Exercise directions: The records follow. Give them all back exactly.

Recorded data Start Marker

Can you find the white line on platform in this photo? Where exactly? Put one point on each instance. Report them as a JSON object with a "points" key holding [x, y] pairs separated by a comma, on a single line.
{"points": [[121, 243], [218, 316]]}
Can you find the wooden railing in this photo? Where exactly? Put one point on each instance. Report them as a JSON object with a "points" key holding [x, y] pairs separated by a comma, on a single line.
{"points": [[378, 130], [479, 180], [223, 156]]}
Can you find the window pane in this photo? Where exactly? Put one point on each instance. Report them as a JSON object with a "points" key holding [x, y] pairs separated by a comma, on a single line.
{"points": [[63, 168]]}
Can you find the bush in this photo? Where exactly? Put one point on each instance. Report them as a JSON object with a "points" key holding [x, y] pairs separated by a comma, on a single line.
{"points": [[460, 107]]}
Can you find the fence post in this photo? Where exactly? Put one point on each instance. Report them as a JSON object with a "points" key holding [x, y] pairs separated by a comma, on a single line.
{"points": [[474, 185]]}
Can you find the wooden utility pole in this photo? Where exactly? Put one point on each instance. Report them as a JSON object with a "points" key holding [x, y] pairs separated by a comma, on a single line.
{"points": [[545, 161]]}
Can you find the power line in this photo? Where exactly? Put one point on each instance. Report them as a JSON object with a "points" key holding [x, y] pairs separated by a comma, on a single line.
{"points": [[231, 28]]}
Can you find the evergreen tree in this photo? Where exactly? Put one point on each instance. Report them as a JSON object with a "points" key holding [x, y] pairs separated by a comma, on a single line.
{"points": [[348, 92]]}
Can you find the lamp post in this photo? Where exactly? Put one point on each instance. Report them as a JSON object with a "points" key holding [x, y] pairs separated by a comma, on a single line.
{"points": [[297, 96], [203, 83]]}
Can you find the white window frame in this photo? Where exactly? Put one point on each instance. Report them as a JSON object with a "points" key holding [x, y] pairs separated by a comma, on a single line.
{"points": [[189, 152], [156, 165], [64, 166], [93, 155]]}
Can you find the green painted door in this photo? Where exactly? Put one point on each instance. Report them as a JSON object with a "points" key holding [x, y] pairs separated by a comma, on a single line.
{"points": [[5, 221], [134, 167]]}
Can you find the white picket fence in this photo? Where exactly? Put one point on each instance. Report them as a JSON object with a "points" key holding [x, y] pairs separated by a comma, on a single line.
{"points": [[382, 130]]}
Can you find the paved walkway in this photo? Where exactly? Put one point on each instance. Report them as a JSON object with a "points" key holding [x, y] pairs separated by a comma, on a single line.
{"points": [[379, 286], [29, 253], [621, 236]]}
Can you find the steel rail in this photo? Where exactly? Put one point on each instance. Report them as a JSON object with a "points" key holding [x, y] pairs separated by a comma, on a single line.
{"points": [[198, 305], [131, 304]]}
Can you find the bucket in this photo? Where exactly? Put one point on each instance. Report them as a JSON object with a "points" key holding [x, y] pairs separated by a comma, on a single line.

Recorded data End Marker

Output of the exercise:
Can you find the white line on platform in this photo? Where exactly? Put one point on each instance. Report them as a JSON object with a "points" key holding [x, y] pairs separated by a comma, on a single line.
{"points": [[121, 243], [218, 316]]}
Can you find the wooden railing in this photo? Where exactly? Put one point on each instance. Report them as a JSON object with a "points" key holding [x, y] pairs separated by a comma, on a single line.
{"points": [[378, 130], [479, 180], [223, 156]]}
Can you find the window pane in this photo? Where exactly? Put one point on each instance. Report them as a JSON object with a "points" key holding [x, y] pairs separated by a comma, on a single line.
{"points": [[63, 168]]}
Can you find the bush in this photo? Where exactly? Put one point on each instance. Report them as a JSON object with a "points" key holding [x, y] pairs separated by a comma, on a single line.
{"points": [[460, 107]]}
Can you find the fence post in this photo? Where exactly? Put one point on each instance. Report them as a JSON object with a "points" key holding [x, y] pairs separated by a comma, on a single line.
{"points": [[474, 185]]}
Can you find the wooden utility pole in this photo? Where exactly? Put one point on each instance. Report them as a JSON object with a "points" key holding [x, y] pairs separated by a comma, on a single line.
{"points": [[545, 161]]}
Can you find the power line in this photo? Where exactly? Put one point on each instance. Report them as a JSON object with a "points" key holding [x, y] pairs separated by a comma, on a single line.
{"points": [[231, 28]]}
Can you find the evergreen tree in this photo? Where exactly? Put one point on each instance. Report them as a JSON object with a "points" key holding [x, y] pairs separated by a comma, on a single line.
{"points": [[348, 92]]}
Can you find the lamp post in this photo? Where exactly? Put one point on each instance. Report them as a JSON object with a "points" key holding [x, y] pairs separated by a comma, on a single line.
{"points": [[297, 96], [203, 83]]}
Can you find the white window frame in this photo? Where exactly? Put one point on each instance. Report them as a JSON object with a "points" key holding [x, y] pairs separated by a comma, on a single line.
{"points": [[189, 152], [156, 165], [64, 166], [93, 155]]}
Can you find the green painted door in this photo? Where exactly? Put one point on each instance. Report them as a JSON object with a "points" key holding [x, y] pairs separated by a comma, on a single line.
{"points": [[5, 221], [134, 167]]}
Can you find the white picket fence in this photo? Where exactly? Put one point on each instance. Report them as a JSON object with a "points" key holding [x, y] pairs separated by a comma, on a single line.
{"points": [[382, 130]]}
Can you find the paved walkway in this photo? Where exactly? Put one point on each instance. Report them as a JSON object with a "points" key holding [x, y] pairs separated by a comma, on a single line.
{"points": [[379, 286], [29, 253], [621, 236]]}
Can you find the steel rail in this photo? Where exactly? Put one point on each instance. Report them as a JSON object with a "points" key holding [x, y] pairs separated by a comma, on a single line.
{"points": [[198, 305], [131, 304]]}
Can you find the bucket in this photo? Where exactly? Put one point on each instance. Report them as a JSON object with a "points" key holding [x, y] pairs separated by a comma, on a single line.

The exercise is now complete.